Rompers for Men: I’m Here For Thigh Meats Season!
The talk about rompers for men has taken over social media. It started when some Chicago folks launched a Kickstarter for something called the RompHim, which is basically mid-thigh rompers for men. It’s just in time to kick off the summer.
Well, that Kickstarter has raised over $219,000 in 4 days as men flock to support the onesies.
At first, I wanted to hate the concept. Toddlers and Beyoncé look adorable in onesies. Adult men? Notsomuch. But then I got to thinking, and connected with my inner creep and realized that this could work. Especially if Black men jump on this craze. ESPECIALLY. I will be loving seeing them and all that YANSH all summer. All them thigh meats they got? LISTEN. Don’t threaten ME with a good time. I’m ready. I will even learn to whistle just for the occasion.
CHISOS. All them bubble and track booties strutting in the streets. I’ma be all: “SHAWTY WHERE YOU GOING WITH THEM THIGHS ALL OUT LIKE YOU AIN’T THICK AF?!? EEYYYYY.” Other times, I’ll take another approach. MINE EYES WILL THRUST THEMSELVES UPON THINE THICK THIGHS, NUBIAN KING. Let a guy look particular bootylicious in a onesie. ZAAAMMBB ALL THAT WAGON YOU DRAGGING. CALL ME, ALMOND.
I’m just wondering if someone can get one to Idrissa Elba. Crotch watch 2017 is in full effect! Catch me this summer objectifying and ogling TF out these men.
Anywho, I dropped this in my FB and my people agree!
Denene: Thick thighs save lives, Shawty. Where yo girl? She just let you out like that? She lucky.
Jessica: I just wanna yell at them “SMILE!” then follow them until they feel uncomfortable.
Terrance: I’m getting a romper, I am trying to decide if I want an all white or pastel colored one
Luvvie: Pastel. White gets dirty too easily. We’ll bring the dirt as we whistle at you in the streets.
Terrance: I got more cake than Sara Lee, i’m ready and I’m not scared.
Luvvie: I’m ready for you, Terrance. Please post pics.
Liliana: Thighs are my favorite. And some how I got myself a man with no butt and the thighs of my 95 year old dead grandma. He keeps saying that’s just how he is… and I’m like… wanna go do some squats?

Excerpts of labeled region data:
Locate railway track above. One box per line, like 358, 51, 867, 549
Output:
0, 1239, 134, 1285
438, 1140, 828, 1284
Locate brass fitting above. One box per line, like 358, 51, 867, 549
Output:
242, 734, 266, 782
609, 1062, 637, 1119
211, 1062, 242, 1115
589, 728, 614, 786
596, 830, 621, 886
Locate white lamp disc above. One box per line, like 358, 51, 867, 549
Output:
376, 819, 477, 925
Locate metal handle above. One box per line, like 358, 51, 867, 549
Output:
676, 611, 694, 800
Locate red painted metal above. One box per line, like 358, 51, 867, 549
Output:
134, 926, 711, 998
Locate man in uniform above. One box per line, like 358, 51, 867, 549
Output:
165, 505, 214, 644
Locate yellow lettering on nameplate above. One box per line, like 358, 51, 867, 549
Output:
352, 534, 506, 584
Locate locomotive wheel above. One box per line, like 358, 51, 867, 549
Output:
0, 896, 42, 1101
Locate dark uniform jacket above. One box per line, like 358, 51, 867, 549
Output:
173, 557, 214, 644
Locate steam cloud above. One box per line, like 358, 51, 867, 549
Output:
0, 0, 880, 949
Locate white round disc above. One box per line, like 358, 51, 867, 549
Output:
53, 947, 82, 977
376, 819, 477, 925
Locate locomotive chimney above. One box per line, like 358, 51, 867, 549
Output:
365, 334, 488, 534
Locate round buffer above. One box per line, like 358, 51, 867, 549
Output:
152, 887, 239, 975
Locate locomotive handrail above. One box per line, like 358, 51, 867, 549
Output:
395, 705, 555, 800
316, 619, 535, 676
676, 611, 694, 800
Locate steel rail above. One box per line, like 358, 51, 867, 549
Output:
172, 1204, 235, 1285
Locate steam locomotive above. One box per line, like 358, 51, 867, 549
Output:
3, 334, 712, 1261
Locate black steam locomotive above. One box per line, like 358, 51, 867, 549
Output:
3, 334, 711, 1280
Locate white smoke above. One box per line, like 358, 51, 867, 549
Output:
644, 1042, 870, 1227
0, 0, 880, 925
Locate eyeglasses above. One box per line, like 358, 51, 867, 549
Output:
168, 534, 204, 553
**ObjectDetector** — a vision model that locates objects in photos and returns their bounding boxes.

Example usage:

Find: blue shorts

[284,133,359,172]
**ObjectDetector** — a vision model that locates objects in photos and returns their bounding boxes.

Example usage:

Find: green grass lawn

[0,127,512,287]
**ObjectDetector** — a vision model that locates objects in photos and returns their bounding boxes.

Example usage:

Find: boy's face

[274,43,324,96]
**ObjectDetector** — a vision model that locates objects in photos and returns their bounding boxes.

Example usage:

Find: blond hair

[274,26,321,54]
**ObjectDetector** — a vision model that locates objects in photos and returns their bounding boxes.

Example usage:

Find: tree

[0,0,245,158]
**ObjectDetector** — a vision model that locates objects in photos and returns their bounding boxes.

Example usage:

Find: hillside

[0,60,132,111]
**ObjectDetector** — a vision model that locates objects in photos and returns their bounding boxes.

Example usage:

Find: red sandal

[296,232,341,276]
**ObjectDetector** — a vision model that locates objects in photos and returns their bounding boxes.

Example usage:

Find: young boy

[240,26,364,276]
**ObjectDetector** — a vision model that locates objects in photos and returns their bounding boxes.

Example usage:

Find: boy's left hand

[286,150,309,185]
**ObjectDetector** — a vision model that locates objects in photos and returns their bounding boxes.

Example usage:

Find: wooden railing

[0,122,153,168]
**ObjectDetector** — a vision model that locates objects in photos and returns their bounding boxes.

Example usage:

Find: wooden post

### Exercises
• a. According to the rompers post, how much money did the RompHim Kickstarter raise, and over how many days?
• b. From the rompers post, copy the part that opens with the words containing "Anywho, I dropped" and closes with "you in the streets.".

### Outputs
• a. Over $219,000 in 4 days.

• b.
Anywho, I dropped this in my FB and my people agree!
Denene: Thick thighs save lives, Shawty. Where yo girl? She just let you out like that? She lucky.
Jessica: I just wanna yell at them “SMILE!” then follow them until they feel uncomfortable.
Terrance: I’m getting a romper, I am trying to decide if I want an all white or pastel colored one
Luvvie: Pastel. White gets dirty too easily. We’ll bring the dirt as we whistle at you in the streets.